*** Opening of RECORDS SHOWN ***
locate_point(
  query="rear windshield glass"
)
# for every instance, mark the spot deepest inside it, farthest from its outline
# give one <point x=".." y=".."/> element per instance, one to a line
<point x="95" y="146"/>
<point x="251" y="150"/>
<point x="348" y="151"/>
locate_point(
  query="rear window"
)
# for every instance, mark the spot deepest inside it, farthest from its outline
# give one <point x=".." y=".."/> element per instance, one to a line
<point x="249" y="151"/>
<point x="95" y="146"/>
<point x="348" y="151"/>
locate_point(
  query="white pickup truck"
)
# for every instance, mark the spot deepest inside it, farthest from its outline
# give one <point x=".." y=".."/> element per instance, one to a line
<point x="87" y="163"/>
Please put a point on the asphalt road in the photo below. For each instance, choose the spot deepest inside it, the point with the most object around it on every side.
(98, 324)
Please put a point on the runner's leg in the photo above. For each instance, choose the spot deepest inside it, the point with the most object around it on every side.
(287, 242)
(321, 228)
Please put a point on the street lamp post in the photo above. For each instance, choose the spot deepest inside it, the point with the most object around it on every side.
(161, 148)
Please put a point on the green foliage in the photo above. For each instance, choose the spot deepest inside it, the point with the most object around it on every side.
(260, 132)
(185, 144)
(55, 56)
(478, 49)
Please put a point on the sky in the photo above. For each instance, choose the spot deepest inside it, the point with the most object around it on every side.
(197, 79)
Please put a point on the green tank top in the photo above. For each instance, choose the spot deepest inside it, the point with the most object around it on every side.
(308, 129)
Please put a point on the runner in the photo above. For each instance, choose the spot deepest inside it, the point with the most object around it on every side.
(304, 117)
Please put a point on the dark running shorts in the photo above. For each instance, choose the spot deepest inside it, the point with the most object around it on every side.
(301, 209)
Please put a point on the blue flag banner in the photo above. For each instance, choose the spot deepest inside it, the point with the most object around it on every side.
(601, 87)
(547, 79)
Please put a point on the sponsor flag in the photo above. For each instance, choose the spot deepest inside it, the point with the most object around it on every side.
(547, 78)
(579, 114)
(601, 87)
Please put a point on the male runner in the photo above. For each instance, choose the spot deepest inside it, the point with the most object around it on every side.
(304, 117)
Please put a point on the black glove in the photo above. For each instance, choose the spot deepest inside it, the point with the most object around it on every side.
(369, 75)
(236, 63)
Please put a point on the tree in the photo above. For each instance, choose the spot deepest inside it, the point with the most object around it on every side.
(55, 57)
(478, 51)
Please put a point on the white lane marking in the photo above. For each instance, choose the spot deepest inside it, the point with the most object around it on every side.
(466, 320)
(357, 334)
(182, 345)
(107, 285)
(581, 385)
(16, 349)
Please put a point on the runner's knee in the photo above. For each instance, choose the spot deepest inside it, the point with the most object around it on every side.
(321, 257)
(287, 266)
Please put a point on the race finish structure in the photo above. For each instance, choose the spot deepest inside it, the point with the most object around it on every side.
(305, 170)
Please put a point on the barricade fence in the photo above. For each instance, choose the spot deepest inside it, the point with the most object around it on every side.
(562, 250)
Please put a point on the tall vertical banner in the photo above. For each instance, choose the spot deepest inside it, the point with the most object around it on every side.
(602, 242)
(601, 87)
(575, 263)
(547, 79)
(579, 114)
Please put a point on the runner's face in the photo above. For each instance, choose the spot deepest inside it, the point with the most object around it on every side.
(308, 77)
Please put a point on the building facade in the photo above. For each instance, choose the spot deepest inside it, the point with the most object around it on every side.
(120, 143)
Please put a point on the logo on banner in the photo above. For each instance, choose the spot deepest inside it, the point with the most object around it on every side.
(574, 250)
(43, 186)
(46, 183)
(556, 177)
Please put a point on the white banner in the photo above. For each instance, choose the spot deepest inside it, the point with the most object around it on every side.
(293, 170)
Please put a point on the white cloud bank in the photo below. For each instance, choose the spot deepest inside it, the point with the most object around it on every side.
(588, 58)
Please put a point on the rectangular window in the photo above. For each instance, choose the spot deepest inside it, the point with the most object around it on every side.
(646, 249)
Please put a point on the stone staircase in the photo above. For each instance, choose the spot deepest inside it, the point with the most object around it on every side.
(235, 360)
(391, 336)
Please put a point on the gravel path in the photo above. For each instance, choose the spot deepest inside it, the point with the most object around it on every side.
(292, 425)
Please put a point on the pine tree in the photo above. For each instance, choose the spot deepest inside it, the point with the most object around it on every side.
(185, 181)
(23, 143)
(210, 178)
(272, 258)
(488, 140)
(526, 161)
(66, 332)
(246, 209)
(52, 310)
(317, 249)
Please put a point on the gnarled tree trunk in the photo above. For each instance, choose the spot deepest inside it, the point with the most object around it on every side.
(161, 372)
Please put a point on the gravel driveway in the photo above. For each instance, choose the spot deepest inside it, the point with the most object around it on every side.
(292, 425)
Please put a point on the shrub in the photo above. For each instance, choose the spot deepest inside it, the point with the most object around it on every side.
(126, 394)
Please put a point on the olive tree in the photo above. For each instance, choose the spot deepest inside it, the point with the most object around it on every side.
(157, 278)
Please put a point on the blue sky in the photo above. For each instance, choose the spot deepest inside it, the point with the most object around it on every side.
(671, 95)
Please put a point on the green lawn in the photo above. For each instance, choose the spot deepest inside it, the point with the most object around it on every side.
*** Close of RECORDS SHOWN ***
» DIRECTIONS FOR THIS TASK:
Which lines of the records above hold the word "rear"? Copy each one out.

» TASK RESULT:
  query="rear windshield glass"
  query="rear window"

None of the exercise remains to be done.